╭──

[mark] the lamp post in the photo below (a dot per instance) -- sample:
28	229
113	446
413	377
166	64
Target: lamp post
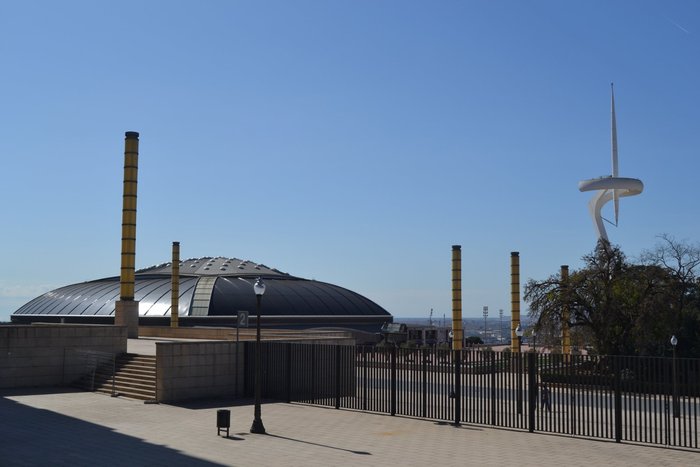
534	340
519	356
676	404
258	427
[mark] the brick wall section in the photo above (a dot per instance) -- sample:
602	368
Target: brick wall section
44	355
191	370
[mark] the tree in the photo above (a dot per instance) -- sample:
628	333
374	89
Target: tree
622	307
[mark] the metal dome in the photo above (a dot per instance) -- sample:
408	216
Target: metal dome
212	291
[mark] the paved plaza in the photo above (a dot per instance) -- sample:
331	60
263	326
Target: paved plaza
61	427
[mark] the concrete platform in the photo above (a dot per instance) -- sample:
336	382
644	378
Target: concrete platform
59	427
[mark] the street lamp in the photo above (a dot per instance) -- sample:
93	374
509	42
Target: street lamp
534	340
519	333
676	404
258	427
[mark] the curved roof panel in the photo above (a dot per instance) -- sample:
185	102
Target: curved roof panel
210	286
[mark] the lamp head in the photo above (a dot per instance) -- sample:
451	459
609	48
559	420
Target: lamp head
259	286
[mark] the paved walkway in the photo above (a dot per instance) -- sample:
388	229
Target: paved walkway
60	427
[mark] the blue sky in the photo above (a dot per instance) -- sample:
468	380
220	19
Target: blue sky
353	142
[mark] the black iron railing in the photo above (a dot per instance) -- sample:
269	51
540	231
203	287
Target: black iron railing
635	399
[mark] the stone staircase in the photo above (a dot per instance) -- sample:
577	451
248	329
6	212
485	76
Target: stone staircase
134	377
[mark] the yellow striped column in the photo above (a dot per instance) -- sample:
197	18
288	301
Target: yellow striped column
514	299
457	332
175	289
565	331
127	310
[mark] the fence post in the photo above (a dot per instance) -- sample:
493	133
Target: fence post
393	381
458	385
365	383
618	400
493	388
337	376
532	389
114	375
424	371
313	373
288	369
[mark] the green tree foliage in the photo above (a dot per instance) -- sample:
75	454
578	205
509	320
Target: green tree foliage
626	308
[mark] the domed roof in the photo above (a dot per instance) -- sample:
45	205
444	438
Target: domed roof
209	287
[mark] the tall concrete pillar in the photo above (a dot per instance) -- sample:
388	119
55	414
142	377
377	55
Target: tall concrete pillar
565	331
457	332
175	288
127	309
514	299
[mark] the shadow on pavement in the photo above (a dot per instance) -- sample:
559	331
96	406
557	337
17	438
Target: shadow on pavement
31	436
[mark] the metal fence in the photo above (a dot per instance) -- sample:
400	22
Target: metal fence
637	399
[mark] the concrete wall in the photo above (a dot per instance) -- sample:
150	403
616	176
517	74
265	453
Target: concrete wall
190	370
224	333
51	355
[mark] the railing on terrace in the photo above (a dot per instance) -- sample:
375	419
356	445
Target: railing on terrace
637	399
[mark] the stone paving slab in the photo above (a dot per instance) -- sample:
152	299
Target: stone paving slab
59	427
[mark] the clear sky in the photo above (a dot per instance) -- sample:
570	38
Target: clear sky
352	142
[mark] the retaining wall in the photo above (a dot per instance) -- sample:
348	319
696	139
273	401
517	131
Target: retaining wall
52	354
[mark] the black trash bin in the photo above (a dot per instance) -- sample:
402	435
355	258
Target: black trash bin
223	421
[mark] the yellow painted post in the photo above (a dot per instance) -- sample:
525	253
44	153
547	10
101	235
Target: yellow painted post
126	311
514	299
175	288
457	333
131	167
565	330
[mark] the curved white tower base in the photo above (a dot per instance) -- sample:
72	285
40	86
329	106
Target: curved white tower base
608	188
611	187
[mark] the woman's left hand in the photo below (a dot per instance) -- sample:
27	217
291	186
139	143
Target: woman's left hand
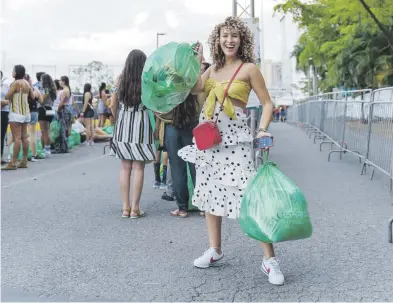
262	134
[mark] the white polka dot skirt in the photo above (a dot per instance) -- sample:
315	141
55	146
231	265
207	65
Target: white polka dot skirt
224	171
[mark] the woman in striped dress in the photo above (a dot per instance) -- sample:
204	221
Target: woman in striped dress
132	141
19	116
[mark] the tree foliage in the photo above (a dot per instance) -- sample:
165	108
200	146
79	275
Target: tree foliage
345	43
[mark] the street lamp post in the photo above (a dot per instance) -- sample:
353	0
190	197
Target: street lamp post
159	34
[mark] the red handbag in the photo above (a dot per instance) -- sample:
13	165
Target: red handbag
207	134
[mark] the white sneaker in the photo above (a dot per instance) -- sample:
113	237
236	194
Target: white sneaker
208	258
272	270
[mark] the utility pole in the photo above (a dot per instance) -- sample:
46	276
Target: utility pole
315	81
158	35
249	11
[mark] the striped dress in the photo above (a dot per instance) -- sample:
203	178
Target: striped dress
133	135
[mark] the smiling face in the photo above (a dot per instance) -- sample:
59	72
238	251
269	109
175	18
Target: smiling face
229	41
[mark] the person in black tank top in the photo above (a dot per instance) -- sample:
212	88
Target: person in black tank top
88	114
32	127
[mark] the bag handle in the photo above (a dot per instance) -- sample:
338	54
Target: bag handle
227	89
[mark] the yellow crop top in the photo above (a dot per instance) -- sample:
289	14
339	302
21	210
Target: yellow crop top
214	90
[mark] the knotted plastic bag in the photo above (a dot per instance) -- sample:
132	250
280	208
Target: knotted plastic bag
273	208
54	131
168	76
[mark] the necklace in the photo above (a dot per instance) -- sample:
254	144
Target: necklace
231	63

╰──

Please copy the data above exactly; the pictures do not belong in the copy.

[mark] the lamp post in the photo below (a dot per instance) -- sample:
28	229
113	446
413	377
166	64
Target: lamp post
534	340
519	356
676	404
258	427
[mark] the brick wall section in the photo above (a dot per instance) -- sample:
602	368
Target: brick wall section
44	355
191	370
[mark] the tree in the photo above (a dot per instance) -- sample:
628	333
374	89
Target: tree
622	307
[mark] the metal dome in the photo above (a dot per instance) -- sample:
408	216
Target: metal dome
212	291
[mark] the paved plaza in the photo above (a dot per instance) -- sample:
331	60
263	326
Target: paved plaza
61	427
[mark] the concrete platform in the photo above (a dot per instance) -- sample:
336	382
644	378
Target: concrete platform
59	427
[mark] the street lamp in the photo above (a dot per instance) -- sample:
93	374
509	42
Target: street lamp
534	340
519	333
676	404
258	427
[mark] the curved roof panel in the photo above (a dot per instance) -- sample:
185	102
Target: curved roof panel
210	286
[mark] the lamp head in the photo above (a dot per instance) -- sample:
451	459
609	48
559	420
Target: lamp head
259	286
[mark] the paved walkway in the photo above (a dot per instance) -- sample:
388	229
Target: paved walkway
60	427
[mark] the blue sky in the photo above (a dot per instance) -- sample:
468	380
220	19
Target: blue sky
353	142
[mark] the black iron railing in the photo above (a dot per instance) -- sample:
269	51
540	231
203	287
Target: black iron railing
635	399
[mark] the stone staircase in the photo above (a dot per instance) -- sample:
577	451
248	329
6	212
485	76
Target: stone staircase
134	377
[mark] the yellow striped column in the photo above (a dot per instance) -- sample:
197	18
288	301
Target: yellow striped column
514	299
457	332
175	289
565	331
127	310
[mark] the fence post in the photo above (a dot per instance) -- sample:
493	133
Target: fence post
393	381
458	385
365	383
618	400
493	388
337	376
532	389
114	375
424	371
313	373
288	369
[mark] the green tree foliage in the photo above (a dot per instance) -- sample:
75	454
578	205
509	320
Target: green tree foliage
626	308
[mark] the domed roof in the photo above (a dot per instance) -- sample:
45	205
444	438
Target: domed roof
209	287
[mark] the tall concrete pillar in the photo above (a dot per instance) -- sample:
388	119
55	414
142	377
377	55
Target: tall concrete pillar
565	331
457	332
175	288
127	309
514	299
[mark] the shadow on pavement in the photo above (a dot per instance) -- sample:
559	331
96	406
557	337
17	438
Target: shadow on pavement
31	436
[mark] the metal fence in the photo above (a dot per instance) -- sample:
400	22
Target: metal fence
637	399
[mark] the concrete wall in the photo above (a dot per instance) -- sample:
150	403
616	176
517	74
265	453
Target: concrete wall
190	370
224	333
51	355
[mark] the railing on terrace in the photo above (a dot per instance) -- sample:
375	419
356	445
Target: railing on terrace
637	399
[mark] the stone paving slab in the photo above (a dot per instance) -- sample:
152	299
Target: stone paving slab
59	427
[mark] the clear sky in the photo above (a dot per instance) -- sample:
570	38
Target: clear sky
352	142
[mark] the retaining wall in the photo above (a dot per instance) -- sample:
348	319
696	139
273	401
517	131
Target: retaining wall
52	354
[mark] the black trash bin in the photo above (a dot per instance) -- sample:
402	435
355	258
Target: black trash bin
223	421
[mark] the yellow painted post in the photo above (a dot per instance) -- sample:
525	253
44	153
547	10
101	235
Target: yellow painted post
126	311
514	299
175	288
457	333
131	167
565	330
[mark] the curved white tower base in the photo above (a dot per instance) -- sample:
72	285
40	86
329	106
Target: curved white tower base
608	188
611	187
[mark] the woman's left hand in the photo below (a dot per instance) -- sample:
27	217
291	186
139	143
Target: woman's left hand
262	134
[mark] the white polka dot skirt in the photo above (a dot per instance) -- sample:
315	141
55	146
231	265
207	65
Target: white polka dot skirt
224	171
[mark] the woman in striped dress in the photo above (a dot per instance) -- sample:
204	221
Target: woman in striped dress
132	141
19	116
[mark] the tree foliage in the photo above (a dot per instance) -- sample:
165	108
200	146
79	275
Target: tree foliage
345	43
[mark] the street lamp post in the photo above (a dot per instance) -- sample:
353	0
190	197
Target: street lamp post
159	34
[mark] the red handbag in the photo above (a dot per instance) -- sample:
13	165
Target: red handbag
207	134
[mark] the white sneaker in the photo above (a dot per instance) -- sample:
113	237
236	194
Target: white sneaker
208	258
272	270
[mark] the utility pole in the photo above (a dot per instance) -- sample:
46	276
Target: utility pole
315	81
158	35
249	11
[mark] the striped dress in the photo above (a dot per instance) -- sample:
203	178
Target: striped dress
133	135
[mark] the smiling face in the photo above (a dot per instance) -- sample:
59	72
238	251
269	109
175	18
Target: smiling face
229	41
[mark] the person in black tank top in the photo above (a dot per instance) -- sample:
212	88
Target: person in black tank top
88	114
32	127
[mark] the bag handle in the photo above (a dot per instance) -- sample:
338	54
Target: bag handle
227	89
[mark] the yellow crop top in the photo above (a dot per instance) -- sample:
289	14
339	302
21	210
Target: yellow crop top
214	90
[mark] the knotted plastic bag in the photo above (a dot per instance) -- sample:
132	250
280	208
Target: knotted plastic bag
273	208
54	131
168	76
[mark] the necklace in the photo above (a dot per instance) -- sample:
254	144
Target: necklace
231	63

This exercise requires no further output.